## 演習課題
a. 屈折異常の文章について、次の(i)〜(iii)が内容と合致するかを「はい」または「いいえ」で答え、判断の根拠となる語句を原文どおりに引用してください。(i)近視では、目に入った光が網膜の手前で焦点を結ぶ。(ii)不正乱視はすべて眼鏡で矯正できる。(iii)オルソケラトロジーでは、OKレンズを毎晩装用する必要がある。
b. 屈折異常の文章によれば、近見視力検査では何が分かりますか。
c. 屈折異常の文章を、最後の文の後から書き継いでください。

## 抜粋
□ □ □ □ □

屈折異常
私たちが「物を見る」ということは、目に入った光は角膜・水晶体を通って網膜の上で焦点を結び、そしてその情報が視神経によって脳に伝えられることで成立します(正視)。
しかし、屈折の強さ、網膜までの距離の問題があると、網膜で焦点が合わず、物が見えづらくなります。この状態を「屈折異常」と言います。
屈折異常は大きく、近視・遠視・乱視に分けられます。
近視
近視とは、目に入った光が、網膜の手前(前方)で焦点を結んでしまう屈折異常です。
角膜・水晶体の屈折力が強かったり、眼軸長(眼球の前後の長さ)が長いことを主な原因とします。
眼鏡・コンタクトレンズの装用による矯正が可能です。
遠視
遠視とは、目に入った光が、網膜よりも奥(後方)で焦点を結んでしまう屈折異常です。
角膜・水晶体の屈折力が弱かったり、眼軸長が短いことを主な原因とします。
眼鏡・コンタクトレンズの装用による矯正が可能です。
乱視
乱視とは、目に入った光が目の中の一点で焦点を結ばず、物が二重に見えたり、歪んで見える屈折異常です。眼球が楕円形になることで、このようなことが起こります。
眼鏡で矯正できる正乱視と、矯正できない不正乱視があります。不正乱視の一部は、ハードコンタクトレンズによる矯正が可能です。
屈折異常の原因
屈折異常が起こる原因は、角膜や水晶体の屈折が強すぎる・弱すぎる、眼軸長が長すぎる・短すぎることにあります。
これにより光の焦点が網膜上で合わずに、近視や遠視、乱視になります。
屈折異常の検査
視力検査
視力の低下の有無を調べたり、矯正の際に必要になる眼鏡の度数を決めるために行う検査です。
近見視力検査
近い距離の視力を測定する検査です。調節力、老視(老眼)の有無などが分かります。
レフラクトメーター
近視・遠視・乱視の屈折異常の度数を調べる検査です。
屈折異常の治療
屈折異常は通常、眼鏡・コンタクトレンズによって矯正します。
しかし、それ以外にも以下のような治療・矯正手術によって、見え方の改善が可能です。
オルソケラトロジー
主に、近視や近視性乱視の方に有効となる矯正方法です。
睡眠中に専用のハードコンタクトレンズ(OKレンズ)を装用し、起床後に取り外せば、日中を裸眼で過ごすことができます。
OKレンズは特殊な形状をしており、外した後を含めて一定時間、角膜の形を平らに維持することができます。これにより日中の近視・近視性乱視が矯正されます。ただし、毎晩の装用が必要です。
お子さんの近視抑制治療としても使用が可能です。
ICL(眼内コンタクトレンズ)
度数を調整したレンズを手術で目に挿入し、視力を矯正します。
固定式であり、コンタクトレンズのような着脱・お手入れは不要です。生体親和性の高い、柔軟性のあるレンズを使用するため、割れたりする心配はありません。また、万が一の際には手術で取り外し、元の状態に戻せます。
レーシックに代わる、新しい視力矯正手術として注目を集めています。
レーシック
レーシック(LASIK)とは、角膜をレーザーで削り、カーブを整えることで視力を矯正する手術です。手術後は、基本的に何不自由なく裸眼で生活することができます。短期間で視力が回復し、ダウンタイムが短いことが大きなメリットとなります。

□ □ □ □ □

## 記録

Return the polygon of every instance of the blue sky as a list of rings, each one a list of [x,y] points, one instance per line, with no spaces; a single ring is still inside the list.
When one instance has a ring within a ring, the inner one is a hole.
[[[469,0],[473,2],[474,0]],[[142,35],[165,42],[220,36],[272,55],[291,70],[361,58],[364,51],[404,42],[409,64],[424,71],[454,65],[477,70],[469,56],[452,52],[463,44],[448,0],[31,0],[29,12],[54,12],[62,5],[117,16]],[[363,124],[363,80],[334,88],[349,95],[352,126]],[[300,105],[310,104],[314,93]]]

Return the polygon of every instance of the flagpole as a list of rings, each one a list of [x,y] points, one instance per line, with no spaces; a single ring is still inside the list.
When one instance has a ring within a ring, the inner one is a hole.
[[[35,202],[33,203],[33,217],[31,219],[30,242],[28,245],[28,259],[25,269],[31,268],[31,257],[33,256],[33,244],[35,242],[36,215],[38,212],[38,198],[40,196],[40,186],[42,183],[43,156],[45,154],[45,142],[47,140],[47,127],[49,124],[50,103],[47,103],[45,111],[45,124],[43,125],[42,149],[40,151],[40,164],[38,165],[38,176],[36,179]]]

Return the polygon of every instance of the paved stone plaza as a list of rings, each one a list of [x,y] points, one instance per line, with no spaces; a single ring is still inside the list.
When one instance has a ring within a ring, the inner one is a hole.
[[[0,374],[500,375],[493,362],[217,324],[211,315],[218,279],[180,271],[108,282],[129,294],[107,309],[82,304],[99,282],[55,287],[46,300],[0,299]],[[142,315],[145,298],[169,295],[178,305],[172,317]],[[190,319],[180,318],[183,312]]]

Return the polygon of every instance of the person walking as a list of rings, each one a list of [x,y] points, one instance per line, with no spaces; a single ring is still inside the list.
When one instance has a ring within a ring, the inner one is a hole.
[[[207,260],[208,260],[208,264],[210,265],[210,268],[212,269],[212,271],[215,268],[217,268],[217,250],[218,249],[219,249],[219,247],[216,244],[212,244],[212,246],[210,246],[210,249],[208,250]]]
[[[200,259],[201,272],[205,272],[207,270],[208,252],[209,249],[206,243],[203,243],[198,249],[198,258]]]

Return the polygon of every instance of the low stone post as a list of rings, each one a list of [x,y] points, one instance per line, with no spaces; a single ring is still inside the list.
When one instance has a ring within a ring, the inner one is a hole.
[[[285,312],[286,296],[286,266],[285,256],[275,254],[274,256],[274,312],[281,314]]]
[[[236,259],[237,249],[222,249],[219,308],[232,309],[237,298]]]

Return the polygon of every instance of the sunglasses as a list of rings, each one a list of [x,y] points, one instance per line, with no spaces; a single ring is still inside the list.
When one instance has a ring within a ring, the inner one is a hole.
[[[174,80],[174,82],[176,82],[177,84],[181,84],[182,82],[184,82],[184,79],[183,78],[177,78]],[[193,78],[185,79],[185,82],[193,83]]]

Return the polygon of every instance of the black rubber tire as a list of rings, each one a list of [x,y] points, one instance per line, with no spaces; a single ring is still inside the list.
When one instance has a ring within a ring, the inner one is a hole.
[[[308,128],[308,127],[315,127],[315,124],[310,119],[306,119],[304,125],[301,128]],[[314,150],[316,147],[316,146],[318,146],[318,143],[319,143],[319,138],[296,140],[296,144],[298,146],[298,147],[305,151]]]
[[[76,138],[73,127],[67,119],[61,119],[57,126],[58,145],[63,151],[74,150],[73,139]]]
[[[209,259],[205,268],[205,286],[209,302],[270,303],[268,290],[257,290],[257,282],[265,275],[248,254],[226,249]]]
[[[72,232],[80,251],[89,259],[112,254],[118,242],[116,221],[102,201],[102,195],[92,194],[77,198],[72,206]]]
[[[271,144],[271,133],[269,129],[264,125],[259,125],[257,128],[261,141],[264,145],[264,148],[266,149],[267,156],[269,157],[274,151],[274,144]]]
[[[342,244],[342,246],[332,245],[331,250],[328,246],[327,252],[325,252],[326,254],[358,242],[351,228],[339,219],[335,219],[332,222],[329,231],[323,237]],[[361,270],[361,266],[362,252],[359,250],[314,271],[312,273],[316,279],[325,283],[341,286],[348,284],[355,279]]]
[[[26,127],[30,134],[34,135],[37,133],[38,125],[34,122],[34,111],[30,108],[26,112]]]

□ □ □ □ □

## 課題別解答
a.
(i)はい:「目に入った光が、網膜の手前(前方)で焦点を結んでしまう屈折異常です」
(ii)いいえ:「眼鏡で矯正できる正乱視と、矯正できない不正乱視があります」
(iii)はい:「ただし、毎晩の装用が必要です」

b. 調節力や老視(老眼)の有無などが分かります。

c.
ただし、稀に近視が戻ります。また、ドライアイが起こりやすくなると言われています。
不同視
不同視とは、左右の目の視力の差が2D以上ある状態を指します。正視と屈折異常、弱い近視と強い近視、近視と遠視など、その組み合わせはさまざまです。
左右の目で見え方が異なるため、無意識に片目(よく見える方)を酷使して眼精疲労をきたすということがあります。またお子さんの場合、片目の屈折異常は気づきにくく、三歳児健診などでよく指摘されます。
近年は、不同視のことを一般に「ガチャ目」と呼ぶことがあります。
不同視の症状・見え方
二重視やずれた映像
物が二重に見えたり、左右の映像が微妙にずれて見えることがあります。これにより、文字や図形などが重なったり、位置関係が掴みにくくなる場合があります。
奥行き感の不安定さ
両眼からの映像が一致しないため、物体の距離感や立体感が正確に感じられず、物の位置を判断しにくくなることがあります。
視界のぼやけや疲労感
脳が大きさの異なる画像を統合しようと無理をするため、全体的にぼやけた印象を受けたり、長時間の作業で眼精疲労や頭痛が生じることがあります。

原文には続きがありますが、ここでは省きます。